— Data records —
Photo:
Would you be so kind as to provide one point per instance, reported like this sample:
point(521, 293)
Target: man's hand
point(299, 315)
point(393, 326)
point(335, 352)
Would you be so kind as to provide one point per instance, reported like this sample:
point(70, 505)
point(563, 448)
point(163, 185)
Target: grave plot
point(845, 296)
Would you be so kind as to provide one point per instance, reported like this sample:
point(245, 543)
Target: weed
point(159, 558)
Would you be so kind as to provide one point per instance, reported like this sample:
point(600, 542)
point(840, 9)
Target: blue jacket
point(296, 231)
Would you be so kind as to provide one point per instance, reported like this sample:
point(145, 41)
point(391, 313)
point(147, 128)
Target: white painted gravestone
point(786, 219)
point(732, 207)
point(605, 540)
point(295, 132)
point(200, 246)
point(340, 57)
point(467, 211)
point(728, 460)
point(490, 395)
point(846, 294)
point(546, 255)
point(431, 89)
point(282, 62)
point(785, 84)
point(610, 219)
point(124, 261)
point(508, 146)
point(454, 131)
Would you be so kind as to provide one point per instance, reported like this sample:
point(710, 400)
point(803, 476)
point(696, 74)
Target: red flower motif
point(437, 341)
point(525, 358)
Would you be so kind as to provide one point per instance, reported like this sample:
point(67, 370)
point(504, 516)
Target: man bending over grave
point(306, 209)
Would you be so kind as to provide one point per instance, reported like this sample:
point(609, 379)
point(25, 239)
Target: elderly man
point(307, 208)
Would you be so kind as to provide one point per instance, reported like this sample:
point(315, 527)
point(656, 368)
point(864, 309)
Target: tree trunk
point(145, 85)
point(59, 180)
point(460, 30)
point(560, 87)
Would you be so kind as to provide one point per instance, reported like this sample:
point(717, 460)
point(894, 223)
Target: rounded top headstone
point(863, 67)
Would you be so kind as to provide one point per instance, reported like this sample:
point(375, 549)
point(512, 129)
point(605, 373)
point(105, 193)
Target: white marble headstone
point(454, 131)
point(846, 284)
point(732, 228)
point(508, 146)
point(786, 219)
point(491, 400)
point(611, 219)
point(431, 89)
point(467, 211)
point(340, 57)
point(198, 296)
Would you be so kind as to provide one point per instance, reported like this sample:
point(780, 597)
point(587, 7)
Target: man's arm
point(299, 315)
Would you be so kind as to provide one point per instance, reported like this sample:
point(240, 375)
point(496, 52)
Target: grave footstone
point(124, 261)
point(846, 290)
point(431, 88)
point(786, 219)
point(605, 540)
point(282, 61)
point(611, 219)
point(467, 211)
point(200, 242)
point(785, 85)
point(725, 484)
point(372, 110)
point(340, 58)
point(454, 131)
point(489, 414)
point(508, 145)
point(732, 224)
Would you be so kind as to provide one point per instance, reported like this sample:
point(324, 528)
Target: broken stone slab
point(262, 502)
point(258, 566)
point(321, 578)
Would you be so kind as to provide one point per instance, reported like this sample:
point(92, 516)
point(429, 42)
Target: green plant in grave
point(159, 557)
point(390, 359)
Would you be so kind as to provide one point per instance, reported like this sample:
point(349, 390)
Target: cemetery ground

— Assigned task —
Every line of the material above must be set down again exactly.

— Answer space —
Photo:
Would you be so kind as to provide one point per instance, reported like this sample:
point(521, 293)
Target: man's hand
point(299, 315)
point(393, 326)
point(335, 352)
Would you be so kind as to provide one point per instance, reported like this sample:
point(70, 505)
point(563, 448)
point(163, 185)
Target: grave plot
point(845, 296)
Would you be so kind as to provide one point per instance, reported like this sample:
point(245, 543)
Target: weed
point(159, 558)
Would you be so kind as to provide one point per instance, reported like this sample:
point(600, 542)
point(840, 9)
Target: blue jacket
point(296, 231)
Would you be so kind as to provide one point per instance, reported like this sample:
point(145, 41)
point(391, 313)
point(147, 128)
Target: white painted gravestone
point(786, 219)
point(732, 207)
point(605, 540)
point(295, 132)
point(200, 246)
point(340, 57)
point(467, 211)
point(728, 460)
point(490, 395)
point(846, 294)
point(546, 255)
point(431, 89)
point(282, 62)
point(785, 84)
point(610, 219)
point(124, 261)
point(508, 146)
point(454, 131)
Would you be so kind as to provide one point per instance, reported like this sample:
point(710, 400)
point(803, 476)
point(696, 74)
Target: red flower motif
point(437, 341)
point(525, 358)
Would you be so kind as to provide one point per instance, reported like this sample:
point(67, 370)
point(504, 516)
Target: man bending over grave
point(306, 209)
Would you be so kind as to provide one point per instance, reported like this sample:
point(609, 379)
point(25, 239)
Target: elderly man
point(307, 208)
Would you be so kind as to provide one point per instance, reported like this sample:
point(315, 527)
point(656, 368)
point(864, 309)
Target: tree trunk
point(145, 85)
point(59, 180)
point(460, 30)
point(560, 87)
Would you be so kind as to provide one point per instance, reported like this sample:
point(717, 460)
point(894, 223)
Target: rounded top headstone
point(863, 67)
Would you be so kind as to provide one point per instance, reported like this sample:
point(375, 549)
point(512, 129)
point(605, 373)
point(105, 193)
Target: white marble headstone
point(454, 131)
point(846, 284)
point(732, 228)
point(508, 146)
point(786, 219)
point(491, 400)
point(611, 219)
point(431, 89)
point(467, 211)
point(340, 57)
point(198, 296)
Would you be so kind as to provide one point per instance, reported like this sample:
point(780, 597)
point(587, 7)
Target: man's arm
point(299, 315)
Would you be so kind as to provide one point per instance, reported like this sample:
point(240, 375)
point(496, 52)
Target: grave footstone
point(124, 261)
point(846, 290)
point(431, 88)
point(786, 219)
point(605, 540)
point(282, 61)
point(611, 219)
point(467, 211)
point(200, 242)
point(785, 85)
point(725, 484)
point(372, 110)
point(340, 58)
point(454, 131)
point(489, 414)
point(508, 145)
point(732, 224)
Would you be so kind as to provide one point per instance, reported like this sample:
point(324, 528)
Target: broken stone slab
point(262, 502)
point(258, 566)
point(321, 578)
Would you be so kind as to provide one point per instance, reported like this sample:
point(92, 516)
point(429, 42)
Target: green plant in grave
point(159, 557)
point(390, 359)
Would you be so kind as to provide one point per instance, reported like this sample:
point(349, 390)
Target: cemetery ground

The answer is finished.